▶ **Kaynaktan alıntı**:
--*--

Eski başbakan ve AKP Konya Milletvekili Ahmet Davutoğlu, İzmir’de gündeme ilişkin değerlendirmelerde bulundu.

İki hafta önce Marmara Üniversitesi’nde vereceği konferansın iptal edilmesini üstü kapalı bir biçimde eleştiren Davutoğlu, “Biz tüm mücadeleyi 28 Şubat’ta konuştuğum üniversite kürsülerinin kendi iktidarımızda bize kapanması için yapmadık. Bütün bu yaşadığımız her şey bize yeni sınamalarla karşı karşıya kalacağımızın işaretidir. Bu sınamalarda hepimize düşen görev bu sınavların neresinde olursak olalım hep beraber omuz omuza olmaktır” dedi.

Marmara Üniversitesi Sosyal Araştırmalar Öğrenci Topluluğu, Davutoğlu’nun ‘Duruş’ adlı yeni kitabıyla ilgili olarak 27 Kasım 2017’de bir konferans düzenleyeceğini duyurmuştu.

Konferanstan dört gün önce Marmara Üniversitesi yönetimi konferansı iptal etmişti. Ahmet Davutoğlu, Refah Partisi ve Doğru Yol Partisi’nin Türk Silahlı Kuvvetleri yönetimi tarafından iktidardan uzaklaştırıldığı dönem olan 28 Şubat sürecinde Marmara Üniversitesi’nde öğretim üyeliği yapmıştı.

ZARRAB DAVASI

ABD’deki Zarrab davasını değerlendiren Davutoğlu, "Uluslararası hukuka saygılıyız ve gereğini her zaman yaptık. İran'a yönelik ambargo söz konusu olduğunda her zaman süreçlerin içerisinde olduk ve hiç ikiyüzlü tavır içinde olmadık. Amerika'nın tek taraflı ambargosuna uymadık uyamayız. O zaman da söyledik şimdi de söylüyoruz, kıyamete kadar da söyleyeceğiz" diye konuştu.

--*--

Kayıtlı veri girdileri

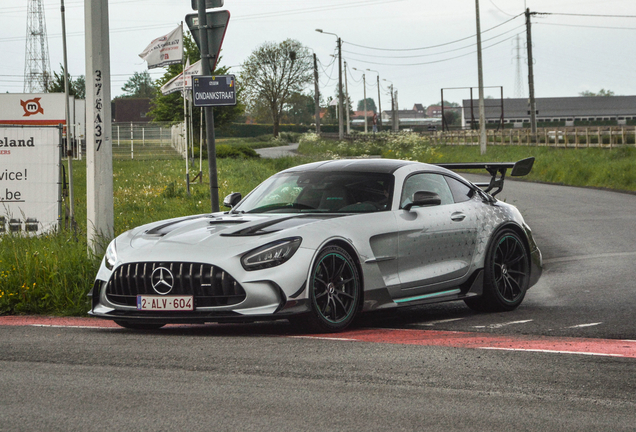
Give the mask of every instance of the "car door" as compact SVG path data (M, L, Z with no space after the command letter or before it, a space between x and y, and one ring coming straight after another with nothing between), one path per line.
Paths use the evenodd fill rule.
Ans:
M406 210L415 192L434 192L441 202ZM470 192L462 182L438 173L416 173L404 181L396 214L401 290L435 292L468 273L477 234L469 217L474 205Z

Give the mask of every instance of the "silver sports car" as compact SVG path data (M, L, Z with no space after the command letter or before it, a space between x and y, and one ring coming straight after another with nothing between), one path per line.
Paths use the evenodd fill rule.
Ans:
M287 169L245 198L228 195L227 212L118 236L90 314L136 329L286 318L333 332L399 306L515 309L541 275L541 252L519 211L494 195L508 169L526 175L533 162L358 159ZM490 181L451 171L475 168Z

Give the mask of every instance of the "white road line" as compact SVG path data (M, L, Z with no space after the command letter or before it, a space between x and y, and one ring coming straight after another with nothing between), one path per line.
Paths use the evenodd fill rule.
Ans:
M330 337L320 337L320 336L289 336L289 337L293 339L344 340L344 341L358 342L357 339L350 339L350 338L330 338Z
M575 326L568 327L568 328L593 327L593 326L599 325L599 324L603 324L603 323L600 322L600 323L579 324L579 325L575 325Z
M432 327L432 326L434 326L436 324L444 324L444 323L447 323L447 322L461 321L463 319L464 318L450 318L450 319L447 319L447 320L430 321L430 322L427 322L427 323L417 323L417 324L413 324L413 325L421 325L421 326Z
M560 350L542 350L542 349L528 349L528 348L479 347L479 349L498 350L498 351L527 351L527 352L541 352L541 353L552 353L552 354L580 354L580 355L591 355L591 356L600 356L600 357L625 357L622 354L605 354L605 353L590 353L590 352L560 351Z
M90 329L118 329L119 328L119 327L52 325L52 324L28 324L28 325L31 327L52 327L52 328L90 328Z
M489 328L502 328L502 327L506 327L509 325L514 325L514 324L525 324L525 323L529 323L532 322L534 320L523 320L523 321L510 321L507 323L501 323L501 324L490 324L488 327Z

--*--

▶ **Kısa görev**: Davutoğlu haberine göre Marmara Üniversitesi Sosyal Araştırmalar Öğrenci Topluluğu, konferansın hangi tarihte düzenleneceğini duyurmuştu?

▶ **Yazılı çözüm**: 27 Kasım 2017.